**AIM OF THE TASK**:
What is needed is the run of lines from the one with "of the khaki" through the close of the data, set down exactly.

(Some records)
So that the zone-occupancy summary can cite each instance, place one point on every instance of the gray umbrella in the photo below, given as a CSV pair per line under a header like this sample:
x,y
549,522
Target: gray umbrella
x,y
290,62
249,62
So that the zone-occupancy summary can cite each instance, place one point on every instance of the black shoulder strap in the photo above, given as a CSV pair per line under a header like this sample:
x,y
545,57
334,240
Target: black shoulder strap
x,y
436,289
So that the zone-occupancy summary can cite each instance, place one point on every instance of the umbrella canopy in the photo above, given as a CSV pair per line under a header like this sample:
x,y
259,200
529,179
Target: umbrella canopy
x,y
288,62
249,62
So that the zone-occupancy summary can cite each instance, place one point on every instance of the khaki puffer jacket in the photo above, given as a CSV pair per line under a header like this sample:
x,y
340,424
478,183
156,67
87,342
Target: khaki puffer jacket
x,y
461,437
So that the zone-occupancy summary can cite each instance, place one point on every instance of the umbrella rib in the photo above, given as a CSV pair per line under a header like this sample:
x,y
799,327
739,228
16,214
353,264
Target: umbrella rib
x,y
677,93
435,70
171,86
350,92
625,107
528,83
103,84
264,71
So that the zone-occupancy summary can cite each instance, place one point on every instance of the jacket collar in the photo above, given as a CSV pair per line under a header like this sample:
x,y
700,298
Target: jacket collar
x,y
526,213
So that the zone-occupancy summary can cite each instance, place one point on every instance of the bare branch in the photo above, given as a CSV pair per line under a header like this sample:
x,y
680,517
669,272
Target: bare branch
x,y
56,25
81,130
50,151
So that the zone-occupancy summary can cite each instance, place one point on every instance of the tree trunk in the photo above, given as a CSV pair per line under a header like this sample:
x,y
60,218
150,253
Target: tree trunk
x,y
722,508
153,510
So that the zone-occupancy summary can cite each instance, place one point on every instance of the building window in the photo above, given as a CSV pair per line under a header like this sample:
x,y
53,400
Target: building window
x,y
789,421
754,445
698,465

**RESPONSE TO THE TASK**:
So that the zone-occupancy summary can cite each instance, place one point on every instance of the khaki puffer jacket in the photo above, given as a CSV pair per line under a header like this sample:
x,y
340,424
478,183
156,67
87,342
Target: khaki puffer jacket
x,y
461,437
So that the zone-occupancy summary can cite each instance, place one point on every instance of the umbrella rib in the photo above, given as a CSV pair per line under a header like this sample:
x,y
799,327
739,228
16,214
353,264
Target: umbrella rib
x,y
677,93
435,70
171,86
350,92
625,107
528,83
103,84
264,71
So that the zone-occupancy summary can cite each instance, place one point on every instance of the jacket collar in the photo above, given as a CSV pair per line under a header like this sample:
x,y
700,298
Target: jacket collar
x,y
526,213
So that the zone-occupancy summary can cite each instance, place one point on every instance of the bare branch in the photo above, given as a CSV pair per line under a header like this sample:
x,y
680,517
669,272
Target: bare branch
x,y
56,25
81,130
50,151
So that the zone-occupancy summary can cite each instance, place one point on every instance of the tree trunk in the photo above, given as a CSV pair per line under a header like this sample:
x,y
60,218
150,253
Target: tree trunk
x,y
722,508
153,510
So that the zone-occupancy summary can cite each instance, place one point on every instance of the building window in the photo above, given as a CSV pair per line under a header like this sample:
x,y
53,400
Target: building window
x,y
789,421
754,445
698,465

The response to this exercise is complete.